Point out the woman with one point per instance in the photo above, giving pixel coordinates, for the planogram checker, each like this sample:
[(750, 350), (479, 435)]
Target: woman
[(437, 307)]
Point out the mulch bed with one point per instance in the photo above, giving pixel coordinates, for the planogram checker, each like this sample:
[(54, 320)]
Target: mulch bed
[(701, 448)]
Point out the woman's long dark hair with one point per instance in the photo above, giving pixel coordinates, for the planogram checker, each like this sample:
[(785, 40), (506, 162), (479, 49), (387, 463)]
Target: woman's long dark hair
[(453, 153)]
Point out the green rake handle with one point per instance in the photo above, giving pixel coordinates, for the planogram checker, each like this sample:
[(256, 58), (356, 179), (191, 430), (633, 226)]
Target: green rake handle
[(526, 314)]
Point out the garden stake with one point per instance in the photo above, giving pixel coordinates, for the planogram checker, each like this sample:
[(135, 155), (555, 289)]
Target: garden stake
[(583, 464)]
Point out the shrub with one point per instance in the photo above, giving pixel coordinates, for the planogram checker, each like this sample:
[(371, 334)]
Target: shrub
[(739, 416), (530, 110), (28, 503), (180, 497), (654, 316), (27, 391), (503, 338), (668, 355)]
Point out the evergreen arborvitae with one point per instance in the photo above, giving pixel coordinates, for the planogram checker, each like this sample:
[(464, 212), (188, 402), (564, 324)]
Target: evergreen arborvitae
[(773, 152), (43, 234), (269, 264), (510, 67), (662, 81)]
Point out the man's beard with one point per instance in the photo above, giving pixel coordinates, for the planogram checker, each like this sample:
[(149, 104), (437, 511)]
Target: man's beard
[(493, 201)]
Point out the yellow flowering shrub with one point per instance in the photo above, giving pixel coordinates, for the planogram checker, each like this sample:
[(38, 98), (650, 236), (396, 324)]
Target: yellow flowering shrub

--

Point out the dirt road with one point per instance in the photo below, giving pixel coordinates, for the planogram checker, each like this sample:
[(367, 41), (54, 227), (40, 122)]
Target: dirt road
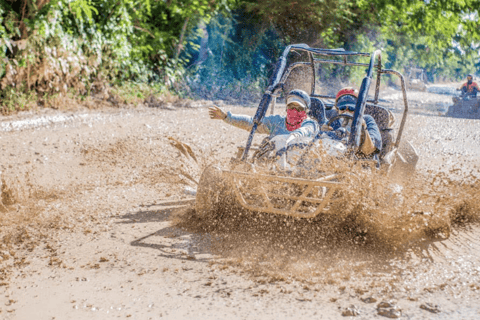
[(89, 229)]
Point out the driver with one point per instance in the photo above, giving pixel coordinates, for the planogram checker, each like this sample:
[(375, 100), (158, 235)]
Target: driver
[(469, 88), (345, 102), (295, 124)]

#### [Instructions for the task]
Repeat, character for character, the lines of the material above from the line with "Point out the woman with" through the line with "Point out the woman's".

#### [Completed exercise]
Point out the woman with one point per instance in the photo above, giving pixel coordinates, for the planogram checker, each like this sample:
[(750, 350), (479, 435)]
Target: woman
[(437, 307)]
Point out the mulch bed with one point per instance in the photo above, giving pixel coordinates, for the planogram checker, each like this sample:
[(54, 320)]
Target: mulch bed
[(701, 448)]
Point out the woman's long dark hair with one point per instance in the photo above, giving pixel coordinates, for the planogram checker, each like this sample:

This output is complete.